### THE PROBLEM
Copy word for word the lines that begin with the one containing "instance of gold" and end with the one containing "left=380, top=406, right=397, bottom=436", including both of those lines.

### RECORDS PROVIDED
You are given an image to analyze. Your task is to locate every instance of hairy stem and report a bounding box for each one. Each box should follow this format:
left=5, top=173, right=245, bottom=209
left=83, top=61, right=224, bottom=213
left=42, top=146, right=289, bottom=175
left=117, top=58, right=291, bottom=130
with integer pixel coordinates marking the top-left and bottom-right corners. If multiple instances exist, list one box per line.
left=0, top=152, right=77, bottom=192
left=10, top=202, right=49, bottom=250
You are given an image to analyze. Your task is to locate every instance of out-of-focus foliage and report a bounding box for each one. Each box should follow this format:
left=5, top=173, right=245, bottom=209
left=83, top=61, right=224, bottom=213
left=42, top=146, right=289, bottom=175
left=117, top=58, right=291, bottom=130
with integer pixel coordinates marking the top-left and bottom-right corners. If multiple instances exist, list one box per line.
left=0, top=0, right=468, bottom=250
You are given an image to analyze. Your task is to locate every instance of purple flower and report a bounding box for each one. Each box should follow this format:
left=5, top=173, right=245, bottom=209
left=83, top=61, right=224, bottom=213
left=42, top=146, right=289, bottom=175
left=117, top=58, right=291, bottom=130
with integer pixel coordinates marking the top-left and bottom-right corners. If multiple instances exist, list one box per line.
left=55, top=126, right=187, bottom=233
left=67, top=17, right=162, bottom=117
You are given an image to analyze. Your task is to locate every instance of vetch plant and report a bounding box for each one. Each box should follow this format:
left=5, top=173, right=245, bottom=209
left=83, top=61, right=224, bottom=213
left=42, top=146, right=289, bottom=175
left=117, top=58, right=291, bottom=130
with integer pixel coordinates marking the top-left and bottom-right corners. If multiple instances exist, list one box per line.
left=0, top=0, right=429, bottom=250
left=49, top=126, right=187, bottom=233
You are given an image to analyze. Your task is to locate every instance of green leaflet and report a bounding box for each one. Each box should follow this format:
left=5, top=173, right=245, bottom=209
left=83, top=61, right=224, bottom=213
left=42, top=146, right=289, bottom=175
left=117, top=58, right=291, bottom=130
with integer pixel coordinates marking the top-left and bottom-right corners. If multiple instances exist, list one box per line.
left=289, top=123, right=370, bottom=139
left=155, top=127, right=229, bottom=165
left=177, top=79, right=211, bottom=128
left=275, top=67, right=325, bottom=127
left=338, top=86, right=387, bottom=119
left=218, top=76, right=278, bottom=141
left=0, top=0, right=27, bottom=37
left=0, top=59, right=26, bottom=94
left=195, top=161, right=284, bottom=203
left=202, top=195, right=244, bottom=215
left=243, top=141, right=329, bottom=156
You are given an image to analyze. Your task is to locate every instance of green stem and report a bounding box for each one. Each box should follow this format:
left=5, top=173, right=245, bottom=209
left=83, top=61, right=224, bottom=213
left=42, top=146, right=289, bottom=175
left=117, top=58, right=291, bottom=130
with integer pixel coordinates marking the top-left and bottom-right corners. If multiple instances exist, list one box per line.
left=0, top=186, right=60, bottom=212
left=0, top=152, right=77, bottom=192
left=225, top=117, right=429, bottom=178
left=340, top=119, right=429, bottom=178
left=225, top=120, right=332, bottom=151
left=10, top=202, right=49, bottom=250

---

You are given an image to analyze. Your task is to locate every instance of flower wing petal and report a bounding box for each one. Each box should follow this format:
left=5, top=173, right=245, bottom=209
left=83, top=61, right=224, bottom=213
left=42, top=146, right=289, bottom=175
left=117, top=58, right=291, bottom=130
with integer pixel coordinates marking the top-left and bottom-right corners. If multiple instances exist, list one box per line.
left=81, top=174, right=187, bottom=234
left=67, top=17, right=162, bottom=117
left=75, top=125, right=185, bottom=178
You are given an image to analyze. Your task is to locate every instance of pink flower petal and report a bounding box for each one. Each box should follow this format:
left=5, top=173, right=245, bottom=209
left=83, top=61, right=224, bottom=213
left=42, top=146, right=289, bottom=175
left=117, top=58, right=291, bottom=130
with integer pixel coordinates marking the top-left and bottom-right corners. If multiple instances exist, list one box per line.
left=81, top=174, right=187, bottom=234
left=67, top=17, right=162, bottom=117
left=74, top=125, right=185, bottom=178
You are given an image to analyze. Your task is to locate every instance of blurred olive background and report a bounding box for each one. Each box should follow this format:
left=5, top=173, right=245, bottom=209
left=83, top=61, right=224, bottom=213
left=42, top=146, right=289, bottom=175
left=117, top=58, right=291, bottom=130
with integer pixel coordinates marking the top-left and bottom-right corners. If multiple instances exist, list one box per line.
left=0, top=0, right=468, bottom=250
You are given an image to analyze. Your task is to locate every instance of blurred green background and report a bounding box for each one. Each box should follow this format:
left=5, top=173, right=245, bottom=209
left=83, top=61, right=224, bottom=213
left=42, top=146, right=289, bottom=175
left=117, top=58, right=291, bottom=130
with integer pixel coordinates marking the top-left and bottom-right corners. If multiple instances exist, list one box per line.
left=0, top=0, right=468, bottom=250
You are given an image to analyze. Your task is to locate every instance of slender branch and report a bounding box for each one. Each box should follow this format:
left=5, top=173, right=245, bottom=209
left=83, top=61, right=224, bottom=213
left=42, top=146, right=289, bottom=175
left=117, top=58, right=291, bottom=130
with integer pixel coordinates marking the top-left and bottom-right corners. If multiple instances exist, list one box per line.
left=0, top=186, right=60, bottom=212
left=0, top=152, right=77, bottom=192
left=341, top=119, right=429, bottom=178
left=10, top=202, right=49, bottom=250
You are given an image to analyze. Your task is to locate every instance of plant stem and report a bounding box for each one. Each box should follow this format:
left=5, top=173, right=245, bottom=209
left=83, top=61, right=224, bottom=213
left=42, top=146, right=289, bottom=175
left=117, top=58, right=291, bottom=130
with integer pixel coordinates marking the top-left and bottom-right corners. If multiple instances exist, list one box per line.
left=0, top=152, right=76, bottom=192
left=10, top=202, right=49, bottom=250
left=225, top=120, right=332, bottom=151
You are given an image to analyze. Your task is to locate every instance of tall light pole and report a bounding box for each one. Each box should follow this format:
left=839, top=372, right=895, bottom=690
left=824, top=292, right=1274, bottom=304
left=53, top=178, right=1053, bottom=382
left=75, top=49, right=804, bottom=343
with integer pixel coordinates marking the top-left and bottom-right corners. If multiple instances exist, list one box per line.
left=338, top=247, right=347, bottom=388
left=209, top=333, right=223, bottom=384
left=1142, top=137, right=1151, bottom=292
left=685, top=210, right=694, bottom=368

* * *

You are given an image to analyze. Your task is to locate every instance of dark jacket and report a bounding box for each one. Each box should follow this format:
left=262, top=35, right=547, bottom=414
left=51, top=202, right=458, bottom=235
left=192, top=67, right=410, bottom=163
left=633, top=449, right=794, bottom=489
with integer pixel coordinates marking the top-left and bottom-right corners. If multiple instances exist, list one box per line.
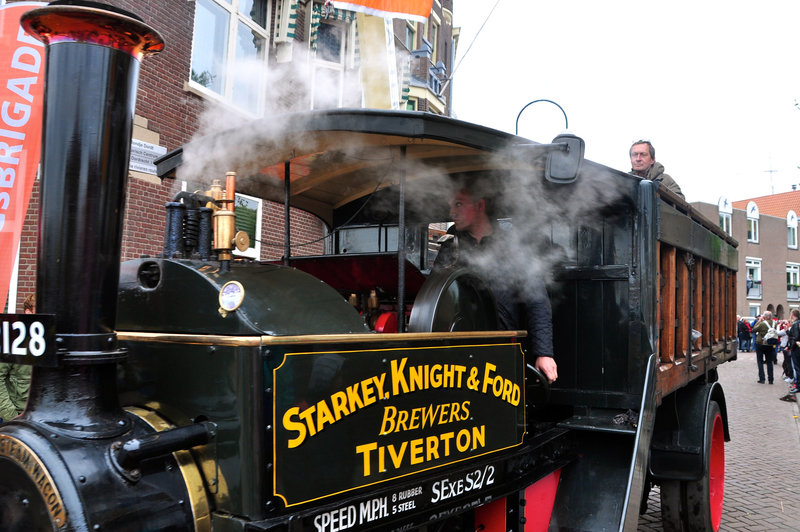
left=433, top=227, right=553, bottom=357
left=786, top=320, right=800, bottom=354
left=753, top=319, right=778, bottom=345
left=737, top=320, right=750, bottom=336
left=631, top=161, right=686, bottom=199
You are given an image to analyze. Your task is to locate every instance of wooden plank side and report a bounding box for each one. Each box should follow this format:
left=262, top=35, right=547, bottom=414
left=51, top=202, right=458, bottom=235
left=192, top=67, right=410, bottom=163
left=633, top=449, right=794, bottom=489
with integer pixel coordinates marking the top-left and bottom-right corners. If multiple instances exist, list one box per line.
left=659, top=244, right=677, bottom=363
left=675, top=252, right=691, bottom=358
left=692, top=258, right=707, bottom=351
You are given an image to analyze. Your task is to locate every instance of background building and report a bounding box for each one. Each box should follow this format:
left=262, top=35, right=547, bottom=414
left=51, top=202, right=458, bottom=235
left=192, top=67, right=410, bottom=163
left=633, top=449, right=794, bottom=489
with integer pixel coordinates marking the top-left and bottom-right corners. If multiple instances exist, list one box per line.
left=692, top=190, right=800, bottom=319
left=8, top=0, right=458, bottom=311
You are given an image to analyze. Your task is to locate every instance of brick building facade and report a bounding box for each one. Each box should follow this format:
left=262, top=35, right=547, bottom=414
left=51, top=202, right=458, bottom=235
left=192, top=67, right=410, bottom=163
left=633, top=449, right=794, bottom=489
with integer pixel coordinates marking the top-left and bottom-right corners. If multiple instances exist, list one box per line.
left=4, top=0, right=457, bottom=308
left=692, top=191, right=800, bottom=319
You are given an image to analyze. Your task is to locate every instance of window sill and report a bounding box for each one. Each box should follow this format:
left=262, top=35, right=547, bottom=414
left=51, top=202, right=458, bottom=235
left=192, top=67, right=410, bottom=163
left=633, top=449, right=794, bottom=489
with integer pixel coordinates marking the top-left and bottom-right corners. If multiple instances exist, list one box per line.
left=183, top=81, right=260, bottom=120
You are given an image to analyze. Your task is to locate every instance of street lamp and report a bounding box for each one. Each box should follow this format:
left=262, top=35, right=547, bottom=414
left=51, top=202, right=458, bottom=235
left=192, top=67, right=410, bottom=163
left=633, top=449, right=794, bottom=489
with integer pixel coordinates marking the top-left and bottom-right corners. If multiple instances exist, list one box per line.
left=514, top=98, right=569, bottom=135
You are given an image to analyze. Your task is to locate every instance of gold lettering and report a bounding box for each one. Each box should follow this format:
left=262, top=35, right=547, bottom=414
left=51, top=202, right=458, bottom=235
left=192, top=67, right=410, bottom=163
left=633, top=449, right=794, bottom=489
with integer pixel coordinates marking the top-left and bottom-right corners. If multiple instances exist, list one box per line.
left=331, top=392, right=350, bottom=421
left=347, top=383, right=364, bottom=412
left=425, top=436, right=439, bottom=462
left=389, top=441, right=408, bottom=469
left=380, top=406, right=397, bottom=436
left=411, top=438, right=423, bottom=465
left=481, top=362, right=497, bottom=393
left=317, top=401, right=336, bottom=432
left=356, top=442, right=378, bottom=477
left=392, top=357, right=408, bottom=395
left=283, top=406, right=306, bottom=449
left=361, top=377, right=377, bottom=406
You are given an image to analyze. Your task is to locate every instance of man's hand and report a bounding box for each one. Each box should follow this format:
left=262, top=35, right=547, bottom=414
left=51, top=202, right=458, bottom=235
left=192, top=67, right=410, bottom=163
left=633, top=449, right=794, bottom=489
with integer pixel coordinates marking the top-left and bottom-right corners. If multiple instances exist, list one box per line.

### EXERCISE OUTPUT
You are given an image to analyze. Your task is to locate every instance of gold lettering and report a bounding box for each one. Each box should follow this format:
left=262, top=35, right=547, bottom=414
left=51, top=202, right=458, bottom=235
left=192, top=67, right=410, bottom=163
left=633, top=449, right=794, bottom=489
with integer pixel coordinates marking the top-left and bottom-right corners. If multiple instances exist, list one box per line.
left=331, top=392, right=350, bottom=421
left=347, top=383, right=364, bottom=412
left=425, top=436, right=439, bottom=462
left=389, top=441, right=408, bottom=469
left=380, top=406, right=397, bottom=436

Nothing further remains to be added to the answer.